==== PASSAGE FOR REVIEW
Sick Co-worker? Steps to avoid getting the flu at work
University Health System doctors offer tups
Chances are you know of someone who is or has gotten sick this flu season.
According to the Bureau of Labor Statistics, nearly a third of the nation's employees cannot take sick days. Which means when they can't stay home, many go to work instead.
“If you do have to go to work, it would be important in my opinion to wear a mask,” said Dr. Kevin King, with University Health System. “It's going to be very difficult to not cough on people or around people all the time, so I would recommend wearing a mask.”
If your sick co-worker opts not to wear one, Dr. King, along with Dr. Andrew Muck with University Health System, say there are a number of precautions employees can take to increase their chances of not getting the flu.
In order to stay healthy, one of the most important guidelines is constantly washing and sanitizing your hands and workspace, as well as keep your hands away from your eyes, nose, and mouth.
“Stop touching your hands or face,” said Dr. Muck. “The flu virus is out there in places, and you can't see it. So you touch that, you touch your mouth and your face, you can get it too.”
Another big one? Keep your distance.
“The CDC sites that up to six feet away, a person can still give you the flu,” said Dr. Muck. “So if you know of someone who is sick, and just do your best to help them feel better, but not get too close to them.”
And although it's not 100 percent guaranteed, doctors say getting a flu shot is still your best defense.
Flu season is expected to last through March.
========
=== ABOUT THIS EXERCISE ===
Rewrite the part of the flu article that opens with "Another big one?" and closes with "your best defense.", substituting "flu vaccine" for "flu shot".
==== SUPPLIED INFORMATION
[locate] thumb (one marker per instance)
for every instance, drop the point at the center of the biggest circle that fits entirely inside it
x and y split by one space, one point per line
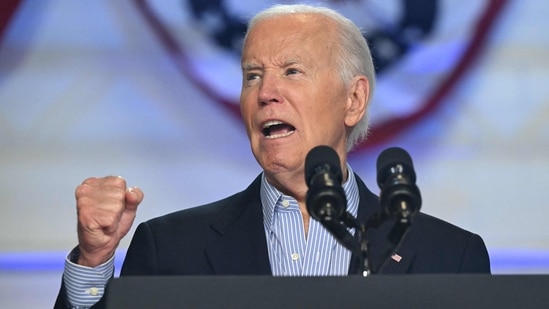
========
=== TASK OUTPUT ===
Another big one? Keep your distance.
“The CDC sites that up to six feet away, a person can still give you the flu,” said Dr. Muck. “So if you know of someone who is sick, and just do your best to help them feel better, but not get too close to them.”
And although it's not 100 percent guaranteed, doctors say getting a flu vaccine is still your best defense.